As manna, maps predate even money. Cartographic crime also goes back thousands of years. “In the Roman Empire … maps of the world were exclusively for government use, and it was a crime for a private person to possess one,” wrote the historian Daniel J. Boorstin.3 Augustus, emperor at the time of Jesus’ birth, was so worried his maps of his empire might fall into the wrong hands that he had them locked in the innermost vaults of the palace.4 Rome’s traditional rivals from Carthage were no less concerned about theft. According to legend, one Carthaginian sea captain sank his ship rather than let his sea charts fall into Roman hands. His crew drowned, but he was given a hero’s welcome upon his return home.
In the Age of Discovery map theft literally changed the world. Sooner or later some European adventurer would have stumbled upon America, but it might not have been Christopher Columbus and it might not have happened in 1492 if not for some sticky fingers. Before beginning work for the Spanish crown, Columbus spent the better part of nine years in Portugal, where his brother Bartholomeo had established himself as a noted cartographer. In 1485, having failed to sell Portugal’s King John II on his proposed Enterprise of the Indies, Columbus decided to solicit help for the plan in Spain.5 He left in secret, “fearing the king would send after him and hold him,” according to the sixteenth-century chronicler Bartolomé de Las Casas.6 The reason for his furtive exit is unclear—but some historians have wondered whether Columbus absconded with a copy of the Florentine cosmographer Paolo del Pozzo Toscanelli’s world map (no longer extant), which showed a possible westerly sea route to the Indies. If so, the mariner would have had good reason to worry about being stopped. Portugal was then the world’s dominant seafaring nation, a status it guarded with an iron fist. Nautical writings and charts were considered state secrets, and to copy or divulge their contents was a capital crime. Yet despite these restrictions, an even bigger cartographic caper would soon follow. This time the perpetrator was Bartholomeo Columbus, who had remained behind in Lisbon to help compile a large world map that incorporated the latest top-secret information gleaned by Portuguese explorers. As Lisa Jardine explained in Worldly Goods: A New History of the Renaissance:
Bartholomeo prepared to join [a cash-strapped Christopher Columbus] in Spain to help his project.7 Before he left Lisbon, however, he copied a number of Portuguese maps from the secret archive, including the large world map (which he transferred on to eleven sheets of paper, because paper was lighter, and easier to conceal, than parchment). The Columbus brothers sold Bartholomeo’s valuable stolen maps in Italy for substantial sums, thereby dispersing vital information hitherto held only by the Portuguese.

Available data:

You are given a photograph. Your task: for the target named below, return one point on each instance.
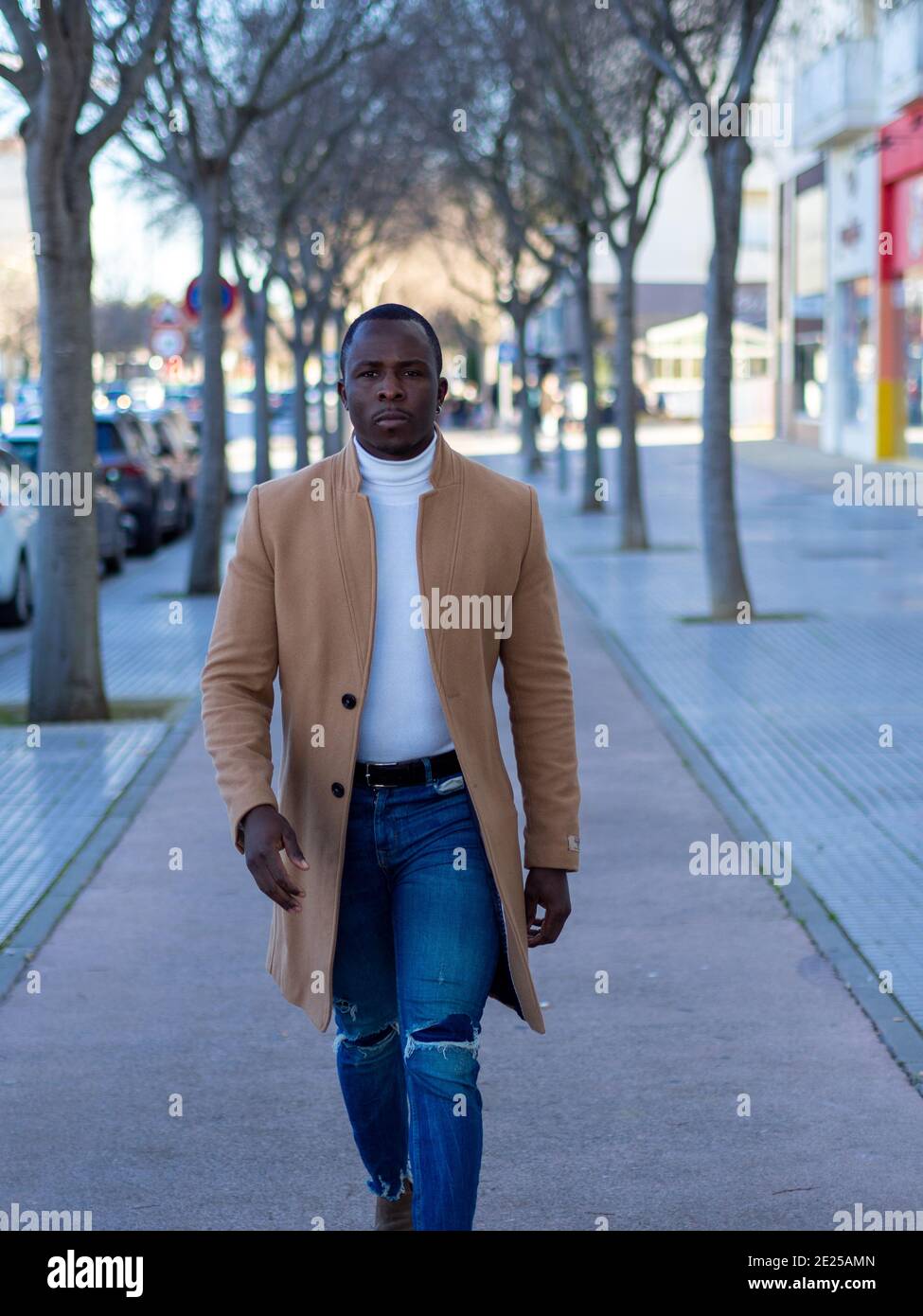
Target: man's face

Things to do:
1. According to the passage on map theft, why did Bartholomeo Columbus copy the large world map onto paper instead of parchment?
2. List every writer whose words the passage on map theft quotes.
3. Translate this sentence from the passage on map theft into Spanish: "Portugal was then the world’s dominant seafaring nation, a status it guarded with an iron fist."
The listing plays no part in this exercise.

Answer list:
1. Paper was lighter and easier to conceal than parchment.

2. Daniel J. Boorstin, Bartolomé de Las Casas, Lisa Jardine

3. Portugal era entonces la nación marítima dominante del mundo, un estatus que protegía con mano de hierro.